> **INSTRUCTIONS**:
(A) List every proper name of an organization or publication that appears in the article about the UC faculty letter to Cell Press.
(B) Pick up the article about the UC faculty letter to Cell Press after its final sentence and keep writing it.

> **EXTRACTED TEXT**:
>>>>

On Wednesday, a group of 31 UC faculty members signed a letter stating that they will be suspending their editorial services to Cell Press, a set of research journals published by Elsevier — which had its contract with the UC system terminated Feb. 28.
The letter was written in response to an impasse in negotiations between Elsevier and the UC. The letter states that the signatories will only resume their relationships with Cell Press when an appropriate resolution has been made. According to the UC Office of Scholarly Communication website, the contract was halted because Elsevier demanded a higher price but diminished UC access to its content.
“We value our long-standing relationships with Cell and other Cell Press journals, which have helped make and keep these journals at the forefront of scientific publishing,” the letter said. “We therefore wish to express our concern at the current lack of a contract between UC and Elsevier, and the decision to deny our UC colleagues access to research published in Cell Press and other Elsevier journals.”

<<<<

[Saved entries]
>>>>

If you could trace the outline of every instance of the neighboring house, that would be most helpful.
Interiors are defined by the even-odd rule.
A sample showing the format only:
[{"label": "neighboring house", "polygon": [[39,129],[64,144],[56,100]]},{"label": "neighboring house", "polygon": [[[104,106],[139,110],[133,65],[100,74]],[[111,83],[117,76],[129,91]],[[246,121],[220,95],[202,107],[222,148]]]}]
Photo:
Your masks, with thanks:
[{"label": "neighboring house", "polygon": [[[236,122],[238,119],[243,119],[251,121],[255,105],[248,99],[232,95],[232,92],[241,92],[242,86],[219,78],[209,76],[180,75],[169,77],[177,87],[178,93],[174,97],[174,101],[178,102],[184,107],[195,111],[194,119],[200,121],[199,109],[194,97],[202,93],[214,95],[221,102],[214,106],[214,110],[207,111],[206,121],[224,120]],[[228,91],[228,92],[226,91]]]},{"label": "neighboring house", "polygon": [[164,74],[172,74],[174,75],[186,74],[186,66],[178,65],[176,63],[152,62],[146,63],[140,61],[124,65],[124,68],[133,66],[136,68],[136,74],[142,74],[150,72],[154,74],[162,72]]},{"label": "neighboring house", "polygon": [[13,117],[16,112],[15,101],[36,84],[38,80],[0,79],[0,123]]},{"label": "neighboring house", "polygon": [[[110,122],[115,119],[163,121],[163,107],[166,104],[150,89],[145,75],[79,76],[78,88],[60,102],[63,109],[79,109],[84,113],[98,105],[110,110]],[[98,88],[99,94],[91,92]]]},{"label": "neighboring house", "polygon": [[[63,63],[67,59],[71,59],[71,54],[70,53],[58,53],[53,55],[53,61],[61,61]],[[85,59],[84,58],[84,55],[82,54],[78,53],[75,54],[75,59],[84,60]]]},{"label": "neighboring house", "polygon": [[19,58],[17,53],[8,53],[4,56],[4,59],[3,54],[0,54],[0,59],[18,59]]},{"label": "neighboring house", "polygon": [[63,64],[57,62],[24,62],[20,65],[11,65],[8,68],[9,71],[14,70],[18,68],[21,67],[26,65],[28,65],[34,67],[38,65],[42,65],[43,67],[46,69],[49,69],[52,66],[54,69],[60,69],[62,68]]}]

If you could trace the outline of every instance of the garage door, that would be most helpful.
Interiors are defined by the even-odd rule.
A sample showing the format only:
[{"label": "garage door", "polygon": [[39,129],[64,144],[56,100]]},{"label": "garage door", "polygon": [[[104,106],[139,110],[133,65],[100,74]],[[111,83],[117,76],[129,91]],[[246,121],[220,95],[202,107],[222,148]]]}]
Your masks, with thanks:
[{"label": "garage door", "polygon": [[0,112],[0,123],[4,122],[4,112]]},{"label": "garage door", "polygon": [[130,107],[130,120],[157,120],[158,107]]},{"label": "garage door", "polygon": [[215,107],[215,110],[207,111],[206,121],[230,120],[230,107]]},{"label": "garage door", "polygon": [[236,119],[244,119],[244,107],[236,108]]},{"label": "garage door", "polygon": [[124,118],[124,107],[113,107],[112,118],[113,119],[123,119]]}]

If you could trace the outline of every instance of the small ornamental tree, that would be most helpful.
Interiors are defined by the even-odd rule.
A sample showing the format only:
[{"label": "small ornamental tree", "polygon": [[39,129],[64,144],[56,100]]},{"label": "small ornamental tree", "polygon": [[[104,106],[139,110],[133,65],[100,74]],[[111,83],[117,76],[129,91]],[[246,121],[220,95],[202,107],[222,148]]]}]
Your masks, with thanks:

<<<<

> **YOUR WRITTEN ANSWERS**:
(A) UC, Cell Press, Elsevier, UC Office of Scholarly Communication, Cell

(B)
According to James Hurley, a UC Berkeley professor of molecular and cell biology and a signatory of the letter, when UC professors serve on Elsevier editorial boards, it adds prestige to the research journals. In fact, roughly 10 percent of the 108 members of the Cell Press editorial boards are UC faculty, and about half of them have stepped down because of the letter, according to Hurley.
In the future, additional editorial board members from other universities may follow in the footsteps of UC faculty, which, according to Hurley, could be devastating for Elsevier.
“I think what will happen is that if the journals don’t have the buy-in from the leaders in the field anymore, their prestige is going to disappear, and then their niche disappears,” Hurley said. “Then there’s nothing really to differentiate them from the existing open-access journals.”
In addition to losing prestige, Elsevier might also lose critical oversight by field experts. Zena Werb, professor and vice chair of the department of anatomy at UCSF and a letter signatory, said in an email that as a board member, she would assess the quality of submitted manuscripts and advise the publisher on whether they should be submitted for further review.
For Werb, signing the letter was a show of support for open-access research.
“I do wish science was not published by for profit publishers, only by those run by scientists and scientific organizations,” Werb said in an email. “The for profit publishers are a matter of history, but they are predatory and we should not tolerate them.”
According to UC Berkeley professor of cell and developmental biology and letter signatory Matt Welch, even with UC faculty taking a stand, Elsevier may not feel much pressure. Welch said in an email that because there are still many editorial board members who have not stepped down, Elsevier’s reputation may be impacted more than its day-to-day operations.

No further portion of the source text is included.